Model-Based Definitions

White Paper by Bernhard Rumpe, Judith Michael, Software Engineering, RWTH Aachen, May 2023

It is always relevant to have a precise and commonly shared understanding of the relevant concepts. Here come ours on modeling – compact, not many explanations, no examples. For those extra materials you may look at our publications.

Core Definition

Definition: Model

A model is characterized through three properties:

  • A model describes some original, real system/entity that exists or is intended to exist in the future.
  • A model is an abstraction of the original.
  • A model has a purpose with respect to the original.

(based on Stachowiak [Sta73])

For a detailed discussion of the possible implications of this definition, please consult our various publications. Highlights are, e.g., the discussion on semantics of models [HR04], the way how to construct modeling languages using the MontiCore language workbench [HKR21], and especially the discussion on underspecification as an intrinsic part of models as opposed to programs [RW18].

Classification of Model Kinds

Models can be classified in various ways, as shown below, even though not all classifications are equally relevant.

Which scope a model describes
  • System model describes the overall system.
  • Test model describes one or several tests and is used for testing.
  • Component model describes a system component.
  • Context model describes the context of a system or component under consideration. It is not to be confused with “context condition” introduced below. The context model is dependent on the scope of the development, i.e., which system components belong to the context. When the scope changes, e.g., to the next level sub-system, then system components and their models become context elements.
Which aspect of a system a model describes
  • Behavior model, structure model, architecture model, interaction model, state model, communication model, data model, etc., are models that serve the purpose of describing a respective aspect of a system or component.
In which development activity/phase a model is defined and used
  • Requirements model, functional model, logical model, technical model, and implementation model, but also architecture model, test model, etc. are models that are mainly developed and used in the respective activity of a development project.
  • Note that many models are used for other purposes, e.g., scientific models or data models.
Form and representation of the model
  • Conceptual model is a representation of entities and their relationships. This is a broadly applicable term for many kinds of models. It is prominent in the database and the ontology/logical communities and very much depends on the term “entity”.
  • Physical model is a physical, touchable model (it hurts when it falls on your feet).

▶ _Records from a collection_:

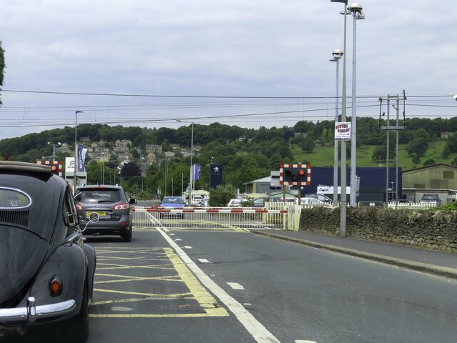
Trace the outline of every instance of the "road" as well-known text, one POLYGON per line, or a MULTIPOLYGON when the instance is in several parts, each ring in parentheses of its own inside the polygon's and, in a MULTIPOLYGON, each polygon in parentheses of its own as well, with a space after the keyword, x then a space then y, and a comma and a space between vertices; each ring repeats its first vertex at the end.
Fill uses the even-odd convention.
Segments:
POLYGON ((456 342, 457 283, 444 278, 228 228, 88 242, 89 343, 456 342))

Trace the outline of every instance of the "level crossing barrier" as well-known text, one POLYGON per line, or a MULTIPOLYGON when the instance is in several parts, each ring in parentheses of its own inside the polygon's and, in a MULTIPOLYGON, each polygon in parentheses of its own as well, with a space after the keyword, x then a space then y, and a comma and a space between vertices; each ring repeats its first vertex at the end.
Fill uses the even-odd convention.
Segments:
MULTIPOLYGON (((298 229, 295 206, 251 207, 132 207, 136 227, 213 229, 298 229)), ((299 216, 299 214, 298 214, 299 216)))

▶ _TASK DIRECTIONS_:
Does each statement below agree with the text on model-based definitions? Answer yes or no for each, and quote the deciding words from the text.
1. A model is an abstraction of the original.
2. The context model does not depend on the scope of the development.
3. A physical model is one that cannot be touched.

▶ _RESPONSE BELOW_:
1. Yes: "A model is an abstraction of the original."
2. No: "The context model is dependent on the scope of the development"
3. No: "Physical model is a physical, touchable model"